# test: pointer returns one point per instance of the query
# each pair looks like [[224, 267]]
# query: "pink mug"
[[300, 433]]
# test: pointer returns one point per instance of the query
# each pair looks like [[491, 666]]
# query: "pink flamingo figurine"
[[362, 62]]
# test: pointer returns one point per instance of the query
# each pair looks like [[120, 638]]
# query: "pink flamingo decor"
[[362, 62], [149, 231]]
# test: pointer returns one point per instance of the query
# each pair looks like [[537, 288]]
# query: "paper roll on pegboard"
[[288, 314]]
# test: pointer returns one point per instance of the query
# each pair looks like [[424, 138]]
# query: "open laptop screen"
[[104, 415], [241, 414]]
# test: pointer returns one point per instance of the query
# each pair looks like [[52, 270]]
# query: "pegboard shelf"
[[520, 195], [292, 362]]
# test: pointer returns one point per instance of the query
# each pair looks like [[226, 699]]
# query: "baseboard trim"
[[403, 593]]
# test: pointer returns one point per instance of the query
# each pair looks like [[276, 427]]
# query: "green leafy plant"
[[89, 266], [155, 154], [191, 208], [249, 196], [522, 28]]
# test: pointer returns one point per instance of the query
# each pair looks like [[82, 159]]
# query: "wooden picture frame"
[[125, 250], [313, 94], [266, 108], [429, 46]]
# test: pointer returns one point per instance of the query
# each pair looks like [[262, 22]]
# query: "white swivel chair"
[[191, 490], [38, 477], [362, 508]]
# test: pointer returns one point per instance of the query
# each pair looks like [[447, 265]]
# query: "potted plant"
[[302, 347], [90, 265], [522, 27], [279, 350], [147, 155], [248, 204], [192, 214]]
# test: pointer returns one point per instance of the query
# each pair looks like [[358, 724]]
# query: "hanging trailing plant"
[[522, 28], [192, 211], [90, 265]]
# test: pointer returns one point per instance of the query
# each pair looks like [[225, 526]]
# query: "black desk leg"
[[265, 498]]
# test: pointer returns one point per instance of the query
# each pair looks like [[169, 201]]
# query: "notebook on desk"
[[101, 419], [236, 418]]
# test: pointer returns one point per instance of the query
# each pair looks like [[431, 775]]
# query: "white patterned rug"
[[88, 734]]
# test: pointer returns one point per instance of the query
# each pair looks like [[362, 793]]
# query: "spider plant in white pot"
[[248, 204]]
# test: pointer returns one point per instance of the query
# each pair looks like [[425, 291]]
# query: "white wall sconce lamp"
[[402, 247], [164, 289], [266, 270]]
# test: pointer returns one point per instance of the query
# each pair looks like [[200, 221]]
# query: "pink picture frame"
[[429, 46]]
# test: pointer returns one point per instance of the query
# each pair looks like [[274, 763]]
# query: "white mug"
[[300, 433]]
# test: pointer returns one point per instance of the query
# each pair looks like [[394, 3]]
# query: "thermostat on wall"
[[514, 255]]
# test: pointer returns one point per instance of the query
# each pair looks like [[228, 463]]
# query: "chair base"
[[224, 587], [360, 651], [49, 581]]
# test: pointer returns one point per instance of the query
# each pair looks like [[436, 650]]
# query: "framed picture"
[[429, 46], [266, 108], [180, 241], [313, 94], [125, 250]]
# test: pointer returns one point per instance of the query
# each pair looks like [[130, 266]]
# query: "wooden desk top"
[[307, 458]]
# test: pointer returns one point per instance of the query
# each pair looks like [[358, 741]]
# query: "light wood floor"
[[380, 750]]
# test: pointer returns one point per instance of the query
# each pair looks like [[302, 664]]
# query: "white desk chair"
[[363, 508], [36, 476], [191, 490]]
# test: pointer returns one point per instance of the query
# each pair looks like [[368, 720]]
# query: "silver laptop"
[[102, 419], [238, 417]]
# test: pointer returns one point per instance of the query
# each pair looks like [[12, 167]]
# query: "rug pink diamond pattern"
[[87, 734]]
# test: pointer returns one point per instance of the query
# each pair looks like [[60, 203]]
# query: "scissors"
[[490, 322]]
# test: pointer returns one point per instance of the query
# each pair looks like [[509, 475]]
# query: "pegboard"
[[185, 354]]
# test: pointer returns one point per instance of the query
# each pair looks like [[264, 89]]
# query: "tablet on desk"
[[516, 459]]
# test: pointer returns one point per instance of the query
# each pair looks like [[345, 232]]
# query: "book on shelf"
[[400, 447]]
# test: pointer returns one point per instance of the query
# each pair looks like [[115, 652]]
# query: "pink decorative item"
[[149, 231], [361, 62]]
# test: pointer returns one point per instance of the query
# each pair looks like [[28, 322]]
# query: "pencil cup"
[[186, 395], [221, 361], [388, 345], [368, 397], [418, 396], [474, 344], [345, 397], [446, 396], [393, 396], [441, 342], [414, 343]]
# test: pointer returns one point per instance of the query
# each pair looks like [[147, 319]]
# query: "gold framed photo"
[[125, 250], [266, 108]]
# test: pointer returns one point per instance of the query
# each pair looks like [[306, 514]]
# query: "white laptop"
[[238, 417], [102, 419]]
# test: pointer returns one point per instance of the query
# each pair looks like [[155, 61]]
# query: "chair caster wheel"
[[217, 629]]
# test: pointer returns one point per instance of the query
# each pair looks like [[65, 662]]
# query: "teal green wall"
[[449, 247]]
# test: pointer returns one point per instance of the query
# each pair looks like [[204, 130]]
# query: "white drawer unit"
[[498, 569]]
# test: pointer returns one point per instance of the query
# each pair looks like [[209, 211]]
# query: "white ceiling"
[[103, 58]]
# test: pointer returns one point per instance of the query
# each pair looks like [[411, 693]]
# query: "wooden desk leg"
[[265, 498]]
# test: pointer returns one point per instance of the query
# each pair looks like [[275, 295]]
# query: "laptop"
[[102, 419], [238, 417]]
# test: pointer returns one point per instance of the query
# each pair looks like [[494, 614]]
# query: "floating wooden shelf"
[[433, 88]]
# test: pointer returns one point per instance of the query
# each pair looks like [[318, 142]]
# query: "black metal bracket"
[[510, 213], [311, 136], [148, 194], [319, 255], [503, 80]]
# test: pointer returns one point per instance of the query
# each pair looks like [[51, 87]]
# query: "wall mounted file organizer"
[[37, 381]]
==
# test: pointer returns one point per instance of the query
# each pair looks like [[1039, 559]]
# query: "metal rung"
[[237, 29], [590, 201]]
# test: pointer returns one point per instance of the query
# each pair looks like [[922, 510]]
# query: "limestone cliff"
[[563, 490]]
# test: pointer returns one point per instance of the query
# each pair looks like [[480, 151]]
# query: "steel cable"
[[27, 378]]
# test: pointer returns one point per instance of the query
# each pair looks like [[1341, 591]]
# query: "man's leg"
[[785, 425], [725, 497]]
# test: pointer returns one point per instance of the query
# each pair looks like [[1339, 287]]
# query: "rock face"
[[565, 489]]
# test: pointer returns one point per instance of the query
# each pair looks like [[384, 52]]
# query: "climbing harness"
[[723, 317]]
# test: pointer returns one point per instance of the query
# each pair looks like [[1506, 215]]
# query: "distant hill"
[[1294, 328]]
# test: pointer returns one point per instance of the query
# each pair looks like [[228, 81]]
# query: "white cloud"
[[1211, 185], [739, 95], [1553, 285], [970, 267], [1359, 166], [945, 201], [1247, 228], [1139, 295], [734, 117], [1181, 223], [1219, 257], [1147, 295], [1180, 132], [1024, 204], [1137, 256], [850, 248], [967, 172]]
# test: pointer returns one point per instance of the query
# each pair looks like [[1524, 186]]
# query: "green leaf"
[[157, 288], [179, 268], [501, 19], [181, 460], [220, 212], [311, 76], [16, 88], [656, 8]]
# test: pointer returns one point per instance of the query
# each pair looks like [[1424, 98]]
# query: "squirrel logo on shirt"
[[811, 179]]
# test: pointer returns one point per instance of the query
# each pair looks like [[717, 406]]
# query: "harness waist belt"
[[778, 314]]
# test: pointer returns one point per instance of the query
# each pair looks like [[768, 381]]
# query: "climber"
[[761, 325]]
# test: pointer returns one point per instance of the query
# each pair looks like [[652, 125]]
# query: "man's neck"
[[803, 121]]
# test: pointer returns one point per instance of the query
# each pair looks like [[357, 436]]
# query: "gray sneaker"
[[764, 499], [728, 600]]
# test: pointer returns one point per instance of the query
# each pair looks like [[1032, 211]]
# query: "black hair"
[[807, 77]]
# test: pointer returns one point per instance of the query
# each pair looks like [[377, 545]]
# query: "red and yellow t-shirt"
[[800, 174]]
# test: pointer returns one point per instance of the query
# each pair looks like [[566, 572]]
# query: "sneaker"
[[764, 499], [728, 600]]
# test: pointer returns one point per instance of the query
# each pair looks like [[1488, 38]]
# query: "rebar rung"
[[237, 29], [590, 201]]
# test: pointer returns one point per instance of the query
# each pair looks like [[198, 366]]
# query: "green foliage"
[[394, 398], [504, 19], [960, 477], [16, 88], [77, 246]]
==
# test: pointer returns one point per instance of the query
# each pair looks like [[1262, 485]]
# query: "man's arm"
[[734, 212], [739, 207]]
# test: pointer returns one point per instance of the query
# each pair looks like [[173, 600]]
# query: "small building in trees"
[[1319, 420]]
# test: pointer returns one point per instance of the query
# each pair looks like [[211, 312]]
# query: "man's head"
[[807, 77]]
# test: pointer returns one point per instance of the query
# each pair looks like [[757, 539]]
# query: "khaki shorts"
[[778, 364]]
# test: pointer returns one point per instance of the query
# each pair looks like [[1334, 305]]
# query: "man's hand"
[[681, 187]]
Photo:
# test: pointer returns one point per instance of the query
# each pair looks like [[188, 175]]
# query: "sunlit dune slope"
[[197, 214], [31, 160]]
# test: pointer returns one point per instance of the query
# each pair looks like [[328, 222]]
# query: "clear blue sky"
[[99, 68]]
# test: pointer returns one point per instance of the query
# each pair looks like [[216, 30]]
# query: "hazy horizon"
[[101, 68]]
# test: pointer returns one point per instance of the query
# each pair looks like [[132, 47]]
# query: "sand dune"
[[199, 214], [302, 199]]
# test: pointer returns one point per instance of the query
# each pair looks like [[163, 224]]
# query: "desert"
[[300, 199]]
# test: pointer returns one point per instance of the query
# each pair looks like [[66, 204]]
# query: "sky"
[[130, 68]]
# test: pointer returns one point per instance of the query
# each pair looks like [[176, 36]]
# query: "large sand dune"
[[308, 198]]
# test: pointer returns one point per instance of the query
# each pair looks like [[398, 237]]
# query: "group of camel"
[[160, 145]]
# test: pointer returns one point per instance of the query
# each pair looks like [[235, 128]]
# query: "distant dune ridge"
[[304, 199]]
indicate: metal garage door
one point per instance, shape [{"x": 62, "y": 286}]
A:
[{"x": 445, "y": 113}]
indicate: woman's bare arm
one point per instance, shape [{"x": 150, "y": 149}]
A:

▶ [GOAL]:
Which lines in the records above contain the string "shirt"? Pull out each of those lines in full.

▶ [THE RESPONSE]:
# query: "squirrel logo on shirt"
# query: "red and yellow t-shirt"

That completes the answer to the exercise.